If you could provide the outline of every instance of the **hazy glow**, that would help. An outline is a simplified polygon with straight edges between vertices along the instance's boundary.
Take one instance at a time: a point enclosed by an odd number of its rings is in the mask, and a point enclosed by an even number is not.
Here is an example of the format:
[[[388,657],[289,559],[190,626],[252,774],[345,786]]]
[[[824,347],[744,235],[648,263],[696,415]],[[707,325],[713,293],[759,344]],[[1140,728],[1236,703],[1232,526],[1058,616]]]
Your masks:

WHAT YOU NEED TO DO
When you reach the line that contains "Here is an example" in the material above, please copy it and every line after it exactly, stopping only at the last line.

SOLUTION FOR THIS TASK
Here is an example of the format:
[[[388,657],[289,559],[190,626],[252,774],[345,786]]]
[[[824,347],[744,235],[648,263],[696,415]],[[707,325],[713,293],[759,344]],[[1140,728],[1236,703],[1232,526],[1058,616]]]
Your masks:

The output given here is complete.